- Requirement -
Word for word, transcribe every line below.

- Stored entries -
○ ○ ○ ○ ○
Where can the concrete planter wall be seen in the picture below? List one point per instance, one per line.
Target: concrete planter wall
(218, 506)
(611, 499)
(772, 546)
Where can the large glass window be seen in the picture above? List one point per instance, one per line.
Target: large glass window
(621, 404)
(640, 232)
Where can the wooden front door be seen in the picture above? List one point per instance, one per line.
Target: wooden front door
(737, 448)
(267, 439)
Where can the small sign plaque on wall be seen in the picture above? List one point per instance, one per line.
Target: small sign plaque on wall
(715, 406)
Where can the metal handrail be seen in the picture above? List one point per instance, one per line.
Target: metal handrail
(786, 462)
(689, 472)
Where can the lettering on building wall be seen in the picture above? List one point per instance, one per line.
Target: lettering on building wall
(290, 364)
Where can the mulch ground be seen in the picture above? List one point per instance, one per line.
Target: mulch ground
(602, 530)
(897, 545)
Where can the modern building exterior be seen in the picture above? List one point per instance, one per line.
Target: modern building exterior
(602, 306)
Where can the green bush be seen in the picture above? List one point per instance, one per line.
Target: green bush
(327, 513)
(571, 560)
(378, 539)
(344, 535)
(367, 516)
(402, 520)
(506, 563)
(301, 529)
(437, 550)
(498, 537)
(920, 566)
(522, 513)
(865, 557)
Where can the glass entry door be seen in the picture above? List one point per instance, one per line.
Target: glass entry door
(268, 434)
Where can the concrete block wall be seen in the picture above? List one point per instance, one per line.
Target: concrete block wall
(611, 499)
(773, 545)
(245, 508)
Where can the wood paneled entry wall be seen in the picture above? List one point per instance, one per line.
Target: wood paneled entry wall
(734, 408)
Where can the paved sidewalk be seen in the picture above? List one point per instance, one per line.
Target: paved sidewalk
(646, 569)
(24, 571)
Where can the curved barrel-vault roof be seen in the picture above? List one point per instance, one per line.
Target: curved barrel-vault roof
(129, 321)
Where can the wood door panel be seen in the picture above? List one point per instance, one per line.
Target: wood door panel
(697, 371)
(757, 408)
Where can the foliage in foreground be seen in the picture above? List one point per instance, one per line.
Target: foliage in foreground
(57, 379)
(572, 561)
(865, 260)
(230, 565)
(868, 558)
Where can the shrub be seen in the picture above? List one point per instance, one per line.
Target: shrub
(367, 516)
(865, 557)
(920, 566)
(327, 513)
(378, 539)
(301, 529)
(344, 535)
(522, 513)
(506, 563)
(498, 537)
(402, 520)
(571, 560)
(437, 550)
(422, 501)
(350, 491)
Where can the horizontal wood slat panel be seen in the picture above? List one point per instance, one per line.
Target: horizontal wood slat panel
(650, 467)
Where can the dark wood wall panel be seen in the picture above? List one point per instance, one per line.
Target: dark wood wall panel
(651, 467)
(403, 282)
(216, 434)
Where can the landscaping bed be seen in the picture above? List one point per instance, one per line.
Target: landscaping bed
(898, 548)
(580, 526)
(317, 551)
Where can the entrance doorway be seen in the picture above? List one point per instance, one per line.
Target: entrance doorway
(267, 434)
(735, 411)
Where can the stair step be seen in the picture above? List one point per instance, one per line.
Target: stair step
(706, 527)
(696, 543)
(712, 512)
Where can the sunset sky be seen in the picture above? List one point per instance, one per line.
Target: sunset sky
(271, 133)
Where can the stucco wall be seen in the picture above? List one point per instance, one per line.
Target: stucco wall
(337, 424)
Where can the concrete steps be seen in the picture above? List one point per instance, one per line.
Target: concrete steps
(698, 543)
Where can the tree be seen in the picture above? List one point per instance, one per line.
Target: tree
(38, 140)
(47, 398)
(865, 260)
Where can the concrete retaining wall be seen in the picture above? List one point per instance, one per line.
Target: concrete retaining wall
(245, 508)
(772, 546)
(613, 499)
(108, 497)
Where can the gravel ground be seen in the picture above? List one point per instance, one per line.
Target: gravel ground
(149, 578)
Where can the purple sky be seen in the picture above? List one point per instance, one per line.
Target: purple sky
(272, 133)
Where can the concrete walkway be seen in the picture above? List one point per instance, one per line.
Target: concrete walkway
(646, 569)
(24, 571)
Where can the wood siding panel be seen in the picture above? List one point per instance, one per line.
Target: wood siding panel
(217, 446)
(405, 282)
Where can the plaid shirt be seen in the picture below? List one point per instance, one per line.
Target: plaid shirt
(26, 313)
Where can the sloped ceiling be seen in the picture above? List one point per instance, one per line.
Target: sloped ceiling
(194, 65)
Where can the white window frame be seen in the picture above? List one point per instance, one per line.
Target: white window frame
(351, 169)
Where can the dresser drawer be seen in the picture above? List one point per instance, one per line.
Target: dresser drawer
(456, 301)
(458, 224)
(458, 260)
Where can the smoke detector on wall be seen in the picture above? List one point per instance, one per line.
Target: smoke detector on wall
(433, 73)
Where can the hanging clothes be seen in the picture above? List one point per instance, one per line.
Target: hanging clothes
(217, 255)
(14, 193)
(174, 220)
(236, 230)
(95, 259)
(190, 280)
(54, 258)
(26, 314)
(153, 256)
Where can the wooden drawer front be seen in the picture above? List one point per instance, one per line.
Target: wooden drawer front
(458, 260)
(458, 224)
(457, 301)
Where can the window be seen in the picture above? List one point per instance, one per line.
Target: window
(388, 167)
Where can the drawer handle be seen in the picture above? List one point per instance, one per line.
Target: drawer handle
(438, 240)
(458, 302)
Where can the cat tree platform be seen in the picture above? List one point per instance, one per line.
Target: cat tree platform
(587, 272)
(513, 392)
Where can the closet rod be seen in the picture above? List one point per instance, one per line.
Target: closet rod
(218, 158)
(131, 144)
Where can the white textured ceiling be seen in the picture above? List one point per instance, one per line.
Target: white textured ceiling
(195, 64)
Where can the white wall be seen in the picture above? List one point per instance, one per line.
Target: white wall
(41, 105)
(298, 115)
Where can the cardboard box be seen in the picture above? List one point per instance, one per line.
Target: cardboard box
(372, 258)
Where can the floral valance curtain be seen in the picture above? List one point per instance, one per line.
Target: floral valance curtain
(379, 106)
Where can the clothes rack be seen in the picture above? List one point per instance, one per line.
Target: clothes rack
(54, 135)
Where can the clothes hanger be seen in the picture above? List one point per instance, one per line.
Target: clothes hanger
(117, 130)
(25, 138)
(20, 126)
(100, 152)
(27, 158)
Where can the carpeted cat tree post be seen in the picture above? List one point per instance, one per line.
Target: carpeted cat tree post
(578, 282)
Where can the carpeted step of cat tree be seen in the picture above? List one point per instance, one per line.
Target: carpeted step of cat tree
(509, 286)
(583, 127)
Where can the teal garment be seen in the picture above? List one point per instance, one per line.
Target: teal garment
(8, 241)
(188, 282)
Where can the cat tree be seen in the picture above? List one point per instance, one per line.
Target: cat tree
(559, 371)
○ ○ ○ ○ ○
- Solution to the problem -
Where can the concrete planter wall be seen in the picture below? List one point per instance, one per line.
Target: concrete planter wall
(218, 506)
(611, 499)
(772, 546)
Where can the large glass window be seen in the picture above? List one point per instance, one per line.
Target: large glass window
(621, 404)
(640, 232)
Where can the wooden front door be seen in the picture above? List one point per instance, one per line.
Target: wooden front door
(737, 448)
(267, 439)
Where can the small sign plaque on wall be seen in the picture above? List one point per instance, one per line.
Target: small sign plaque on wall
(715, 406)
Where can the metal handrail be seen in the picture above? List one point per instance, one per line.
Target: metal handrail
(786, 462)
(689, 472)
Where can the lettering on building wall be seen in the picture above? List one point per instance, one per line.
Target: lettering on building wall
(290, 364)
Where can the mulch ground be seen in the picture above? List one point per instance, one per line.
Target: mulch ground
(602, 530)
(897, 545)
Where can the modern building exterior be seen in the picture above? List one point per instance, one per line.
Target: modern building exterior
(602, 306)
Where can the green bush be seen in the picture above? List one point per instance, one per line.
Target: green bush
(327, 513)
(571, 560)
(378, 539)
(344, 535)
(367, 516)
(402, 520)
(506, 563)
(301, 529)
(437, 550)
(498, 537)
(920, 566)
(522, 513)
(865, 557)
Where can the glass entry door be seen in the picture above? List one point per instance, one per line.
Target: glass entry door
(268, 434)
Where can the concrete block wall be seen in the picture above? List one point per instance, one per line.
Target: concrete block wall
(611, 499)
(773, 545)
(245, 508)
Where can the wood paneled entry wall be seen in the picture above? List one point per instance, one per line.
Target: wood paneled entry wall
(734, 408)
Where can the paved sidewalk be seen in the picture above? List one point per instance, one per line.
Target: paved sidewalk
(646, 569)
(24, 571)
Where can the curved barrel-vault roof be seen in the picture above? List one point per instance, one per line.
Target: curved barrel-vault roof
(129, 321)
Where can the wood door panel be seen in the picture above? List one point per instance, one per line.
Target: wood door panel
(697, 371)
(757, 408)
Where can the foliage in foreground be seen in the picture above? List one point per instance, one per line.
Target: foliage in foreground
(57, 379)
(572, 561)
(865, 260)
(230, 565)
(868, 558)
Where can the shrub be seen in the picture above? List one point per instance, one per line.
Target: shrub
(367, 516)
(865, 557)
(920, 566)
(327, 513)
(378, 539)
(301, 529)
(344, 535)
(522, 513)
(506, 563)
(498, 537)
(402, 520)
(571, 560)
(437, 550)
(422, 501)
(350, 491)
Where can the horizontal wood slat panel be seen in the picture above? List one point per instance, one per line.
Target: horizontal wood slat panel
(650, 467)
Where can the dark wood wall panel be seen in the picture above? List one point per instance, one per line.
Target: dark wood wall panel
(651, 467)
(403, 282)
(216, 434)
Where can the landscaping bed be seen in the picture above? List one point per instance, one per line.
Target: landscaping bed
(898, 548)
(580, 526)
(317, 551)
Where can the entrance doorway be seen in the picture above? List one point per instance, one per line.
Target: entrance doorway
(267, 434)
(735, 411)
Where can the stair step be seen in the picture above? List one point per instance, one per line.
Target: stair step
(706, 527)
(696, 543)
(712, 512)
Where can the sunset sky be seen in the picture above? List one point per instance, one per line.
Target: sunset sky
(271, 133)
Where can the stucco wall be seen in the picture above? List one point per instance, one per line.
Target: stucco wall
(337, 424)
Where can the concrete steps be seen in the picture above? List one point per instance, one per line.
Target: concrete steps
(698, 543)
Where can the tree be seen in the picture above? List one point per instance, one per line.
Target: tree
(38, 140)
(47, 398)
(865, 260)
Where can the concrete retaining wall be seen in the picture above? List one point per instance, one per line.
Target: concrete retaining wall
(245, 508)
(772, 546)
(613, 499)
(108, 497)
Where can the gravel ground be seen in the picture above? List one point per instance, one per line.
Target: gravel ground
(149, 578)
Where can the purple sky be seen in the picture above? List one point per instance, one per line.
Target: purple sky
(272, 133)
Where can the concrete walkway be seen in the picture above? List one point per instance, one per line.
Target: concrete walkway
(646, 569)
(24, 571)
Where can the wood siding panel be seen in the picture above? List one point per instance, one per line.
Target: wood siding panel
(217, 446)
(405, 282)
Where can the plaid shirt be seen in the picture below? List one point per instance, one per line.
Target: plaid shirt
(26, 313)
Where can the sloped ceiling be seen in the picture above? List one point per instance, one per line.
Target: sloped ceiling
(194, 65)
Where can the white window frame be seen in the picture above? List one point per instance, one per line.
Target: white window frame
(351, 169)
Where can the dresser drawer be seen in the picture above? List one point per instance, one per line.
Target: dresser drawer
(456, 301)
(458, 224)
(458, 260)
Where can the smoke detector on wall be seen in the picture above? List one point per instance, one per line.
Target: smoke detector on wall
(433, 73)
Where can the hanging clothes be seen in the picture above? List one point per instance, one per line.
Target: hanging clothes
(217, 255)
(14, 193)
(174, 220)
(236, 230)
(95, 259)
(190, 280)
(54, 258)
(26, 314)
(153, 256)
Where can the wooden drawer front be seen in the picture above? List one point per instance, one per line.
Target: wooden drawer front
(458, 260)
(458, 224)
(457, 301)
Where can the window be seen in the picture above? List one point per instance, one per line.
Target: window
(388, 167)
Where can the drawer handle be seen in the picture above? List one point per instance, one per line.
Target: drawer handle
(438, 240)
(458, 302)
Where can the cat tree platform be seen in the picture above? List one point per instance, one per line.
Target: cat tree platform
(587, 272)
(513, 392)
Where can the closet rod be seen in the picture above? List one point per instance, one per line.
Target: closet rod
(218, 158)
(131, 144)
Where can the white textured ceiling be seen in the picture above? List one point per instance, one per line.
Target: white textured ceiling
(195, 64)
Where can the white wall be seen in the picture above? List one point per instance, one per line.
Target: white wall
(41, 105)
(298, 115)
Where can the cardboard box be seen in the picture above? List one point per instance, one per line.
Target: cardboard box
(372, 258)
Where can the floral valance curtain be seen in the picture above? List one point per instance, one per line.
Target: floral valance curtain
(379, 106)
Where can the clothes rack be seen in the picture above? List one point per instance, one per line.
Target: clothes rack
(54, 135)
Where can the clothes hanger be seen in the picture above? List one point per instance, one per line.
Target: clothes hanger
(117, 130)
(25, 138)
(20, 126)
(100, 152)
(27, 158)
Where can the carpeted cat tree post be seen in the picture above? List one point per instance, one per line.
Target: carpeted cat tree post
(578, 282)
Where can the carpeted step of cat tree be seen in the picture above? List one point per instance, one per line.
Target: carpeted step of cat tree
(509, 286)
(583, 127)
Where can the teal garment be seen in the picture above? List one point per instance, one per line.
Target: teal garment
(8, 241)
(188, 282)
Where can the cat tree be seen in the picture above? List one point per instance, one per line.
Target: cat tree
(559, 371)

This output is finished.